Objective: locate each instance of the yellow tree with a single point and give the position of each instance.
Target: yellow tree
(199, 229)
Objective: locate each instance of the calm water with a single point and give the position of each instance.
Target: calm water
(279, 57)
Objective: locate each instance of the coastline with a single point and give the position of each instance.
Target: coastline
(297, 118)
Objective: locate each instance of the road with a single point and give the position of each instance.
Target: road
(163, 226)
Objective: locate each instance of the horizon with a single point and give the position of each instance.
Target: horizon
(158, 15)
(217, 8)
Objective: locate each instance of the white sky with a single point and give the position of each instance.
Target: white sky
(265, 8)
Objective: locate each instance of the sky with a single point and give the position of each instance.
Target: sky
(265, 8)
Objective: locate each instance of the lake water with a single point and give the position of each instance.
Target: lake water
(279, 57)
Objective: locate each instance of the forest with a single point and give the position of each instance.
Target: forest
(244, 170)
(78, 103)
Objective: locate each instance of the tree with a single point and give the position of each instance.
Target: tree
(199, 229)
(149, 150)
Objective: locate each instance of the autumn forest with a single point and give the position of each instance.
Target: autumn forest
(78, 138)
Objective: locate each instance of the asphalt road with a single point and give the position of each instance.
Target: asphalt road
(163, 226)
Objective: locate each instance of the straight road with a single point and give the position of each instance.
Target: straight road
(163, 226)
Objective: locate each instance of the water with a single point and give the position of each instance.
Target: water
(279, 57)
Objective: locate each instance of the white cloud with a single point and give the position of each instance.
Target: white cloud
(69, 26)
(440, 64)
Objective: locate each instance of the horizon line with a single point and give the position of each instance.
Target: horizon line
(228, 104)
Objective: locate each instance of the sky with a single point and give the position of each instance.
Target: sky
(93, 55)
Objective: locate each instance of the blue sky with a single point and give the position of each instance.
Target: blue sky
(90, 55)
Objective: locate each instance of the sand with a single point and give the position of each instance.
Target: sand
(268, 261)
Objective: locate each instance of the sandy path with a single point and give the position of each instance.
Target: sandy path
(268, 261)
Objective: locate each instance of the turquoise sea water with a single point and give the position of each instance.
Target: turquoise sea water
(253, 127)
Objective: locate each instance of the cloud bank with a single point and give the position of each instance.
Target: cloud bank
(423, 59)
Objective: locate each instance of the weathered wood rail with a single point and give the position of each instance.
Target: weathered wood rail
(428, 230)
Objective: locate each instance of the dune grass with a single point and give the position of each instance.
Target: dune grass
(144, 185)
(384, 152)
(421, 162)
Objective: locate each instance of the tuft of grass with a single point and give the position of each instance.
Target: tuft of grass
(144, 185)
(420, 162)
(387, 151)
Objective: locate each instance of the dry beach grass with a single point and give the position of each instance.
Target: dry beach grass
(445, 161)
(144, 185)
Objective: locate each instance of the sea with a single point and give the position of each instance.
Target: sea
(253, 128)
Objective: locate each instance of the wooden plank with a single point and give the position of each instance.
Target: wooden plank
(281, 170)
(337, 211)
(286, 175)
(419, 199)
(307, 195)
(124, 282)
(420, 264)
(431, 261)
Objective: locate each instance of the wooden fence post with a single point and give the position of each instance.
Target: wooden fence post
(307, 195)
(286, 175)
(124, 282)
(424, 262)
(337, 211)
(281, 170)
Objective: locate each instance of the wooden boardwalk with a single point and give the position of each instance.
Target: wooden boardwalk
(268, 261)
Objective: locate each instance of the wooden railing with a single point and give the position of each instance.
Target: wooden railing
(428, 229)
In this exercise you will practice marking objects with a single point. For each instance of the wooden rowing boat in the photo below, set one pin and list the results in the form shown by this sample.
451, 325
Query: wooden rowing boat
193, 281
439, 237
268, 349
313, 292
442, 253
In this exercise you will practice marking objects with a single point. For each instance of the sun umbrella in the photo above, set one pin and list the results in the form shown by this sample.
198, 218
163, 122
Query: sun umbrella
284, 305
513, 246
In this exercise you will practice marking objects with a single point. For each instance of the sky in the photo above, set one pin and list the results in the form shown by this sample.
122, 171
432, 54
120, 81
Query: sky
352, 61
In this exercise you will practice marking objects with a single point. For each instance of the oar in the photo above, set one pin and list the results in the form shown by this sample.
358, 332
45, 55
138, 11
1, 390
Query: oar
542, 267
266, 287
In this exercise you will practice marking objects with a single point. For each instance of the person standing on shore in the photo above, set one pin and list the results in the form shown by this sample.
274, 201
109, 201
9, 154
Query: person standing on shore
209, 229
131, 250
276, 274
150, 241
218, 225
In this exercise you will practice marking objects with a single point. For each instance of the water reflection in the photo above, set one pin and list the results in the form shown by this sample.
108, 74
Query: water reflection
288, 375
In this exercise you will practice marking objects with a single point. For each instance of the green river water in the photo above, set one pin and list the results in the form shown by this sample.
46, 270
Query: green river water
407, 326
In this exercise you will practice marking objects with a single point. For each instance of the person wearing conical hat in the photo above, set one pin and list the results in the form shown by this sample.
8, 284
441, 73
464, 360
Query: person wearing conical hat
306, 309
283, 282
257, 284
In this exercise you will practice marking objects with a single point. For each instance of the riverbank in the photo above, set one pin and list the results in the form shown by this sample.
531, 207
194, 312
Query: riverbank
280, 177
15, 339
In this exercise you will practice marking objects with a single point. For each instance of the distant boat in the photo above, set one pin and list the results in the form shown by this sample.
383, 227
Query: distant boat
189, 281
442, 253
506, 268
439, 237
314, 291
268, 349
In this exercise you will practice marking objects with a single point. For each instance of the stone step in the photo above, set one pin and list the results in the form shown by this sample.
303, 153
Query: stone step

···

■ WRITTEN EXERCISE
Can you copy out all of the data above, line for line, with no changes?

■ RESULT OF THIS TASK
Objective: locate each instance of the yellow tree with a single point and give the position of each instance.
Target: yellow tree
(199, 229)
Objective: locate each instance of the calm water with a single point and give the position of each instance.
Target: calm water
(279, 57)
Objective: locate each instance of the coastline with a single point and give the position of each instance.
Target: coastline
(297, 118)
Objective: locate each instance of the road with a single point and give the position of each instance.
Target: road
(163, 226)
Objective: locate each instance of the horizon with a single point and give the position of each instance.
Target: horizon
(158, 15)
(217, 8)
Objective: locate each instance of the white sky with a single point and give the position of each instance.
Target: white sky
(265, 8)
Objective: locate each instance of the sky with a single point and give the position of each instance.
Target: sky
(265, 8)
Objective: locate each instance of the lake water with a single point and give the position of each instance.
Target: lake water
(279, 57)
Objective: locate each instance of the forest with a single point and give the position of each instance.
Target: forest
(244, 170)
(78, 103)
Objective: locate each instance of the tree with a single point and give the position of each instance.
Target: tree
(199, 229)
(149, 150)
Objective: locate each instance of the autumn forest with a single point and give the position of each instance.
Target: autumn forest
(78, 138)
Objective: locate each instance of the asphalt road with a single point and give the position of each instance.
Target: asphalt road
(163, 226)
Objective: locate each instance of the straight road with a single point and give the position of each instance.
Target: straight road
(163, 226)
Objective: locate each instance of the water with a single point and give the position of each instance.
Target: water
(279, 57)
Objective: locate each instance of the white cloud with a single point and give the position of each instance.
Target: white cloud
(69, 26)
(440, 64)
Objective: locate each instance of the horizon line with a single point and give the position of each instance.
Target: horizon line
(228, 104)
Objective: locate each instance of the sky with a single point and give the position of each instance.
Target: sky
(93, 55)
Objective: locate each instance of the blue sky with a single point and give the position of each instance.
Target: blue sky
(90, 55)
Objective: locate each instance of the sand with a single point and give the position of each instance.
Target: sand
(268, 261)
Objective: locate each instance of the sandy path with a single point and give the position of each instance.
Target: sandy path
(268, 261)
Objective: locate each instance of the turquoise sea water with a single point and give the position of each instance.
Target: turquoise sea water
(253, 127)
Objective: locate each instance of the cloud bank with a single point and give the position of each instance.
Target: cloud bank
(423, 59)
Objective: locate each instance of the weathered wood rail with a single point and give the position of each instance.
Target: weathered wood rail
(428, 230)
Objective: locate each instance of the dune grass with a single point and give the position of each instance.
Target: dune grass
(144, 185)
(384, 152)
(421, 162)
Objective: locate each instance of the tuft of grass with a single point and give the position of each instance.
Target: tuft of grass
(144, 185)
(420, 162)
(387, 151)
Objective: locate each instance of the dry beach grass with a single point and give the position of each instance.
Target: dry beach grass
(445, 161)
(144, 185)
Objective: locate each instance of the sea with a single point and give the position of each instance.
Target: sea
(253, 128)
Objective: locate each instance of the wooden plank with a single point and give the position of each instance.
Target: wooden plank
(281, 170)
(337, 211)
(286, 175)
(419, 199)
(307, 195)
(124, 282)
(420, 264)
(431, 261)
Objective: locate each instance of the wooden fence post with a single point and give the position of each instance.
Target: wooden fence post
(307, 195)
(286, 175)
(124, 282)
(424, 262)
(337, 211)
(281, 170)
Objective: locate each instance of the wooden boardwalk with a single point and give the position of each instance.
Target: wooden boardwalk
(268, 261)
Objective: locate each instance of the wooden railing with a single point and give the position of each instance.
Target: wooden railing
(428, 229)
In this exercise you will practice marking objects with a single point. For each instance of the wooden rowing boat in the photo below, set one pin and list the results in the form shown by this sample.
451, 325
Query: wooden rowing boat
193, 281
439, 237
268, 349
313, 292
442, 253
In this exercise you will practice marking objects with a single point. For each instance of the sun umbrella in the photo above, set one pin and list the results in the form shown by this sample.
198, 218
163, 122
Query: sun umbrella
284, 305
513, 246
In this exercise you will practice marking objects with a single point. For each instance of the sky in the photo above, set one pin and list the results in the form shown by this sample.
122, 171
432, 54
120, 81
Query: sky
352, 61
In this exercise you will practice marking objects with a single point. For each instance of the oar in the photo above, set one pin and list the results in the form shown by this sample.
358, 332
45, 55
138, 11
1, 390
Query: oar
542, 267
266, 287
In this exercise you will practice marking objects with a single point. For each instance of the person standing on shore in the photo above, set one pin and list the results in the form shown by this sample.
274, 201
109, 201
9, 154
Query: person standing on shore
209, 229
131, 250
276, 274
150, 241
218, 225
In this exercise you will practice marking objects with a single point. For each instance of the water reflection in the photo above, set one pin and list the results in the form shown by this sample.
108, 74
Query: water reflection
288, 375
In this exercise you will practice marking objects with a single point. For each instance of the green river water in the photo above, set one pin and list the results in the form shown by this sample.
46, 270
Query: green river water
407, 326
In this exercise you will practice marking objects with a single point. For each instance of the person wearing conical hat in the photo above, set one pin and list the results in the form shown by this sample.
8, 284
441, 73
464, 360
Query: person wearing conical hat
306, 309
283, 282
257, 284
In this exercise you will practice marking objects with a single point. For each instance of the riverbank in the photo above, set one pin and list the results in the form shown by this sample.
531, 207
194, 312
Query: riverbank
280, 177
15, 339
In this exercise you will practice marking objects with a single point. For each instance of the distant boat in the photo above, set one pin and list the results in the form shown by this sample.
383, 227
Query: distant boat
189, 281
442, 253
506, 268
439, 237
314, 291
268, 349
In this exercise you will practice marking objects with a single point. For each instance of the stone step in the photo above, set one pin and list the results in the form shown by this sample.
303, 153
Query: stone step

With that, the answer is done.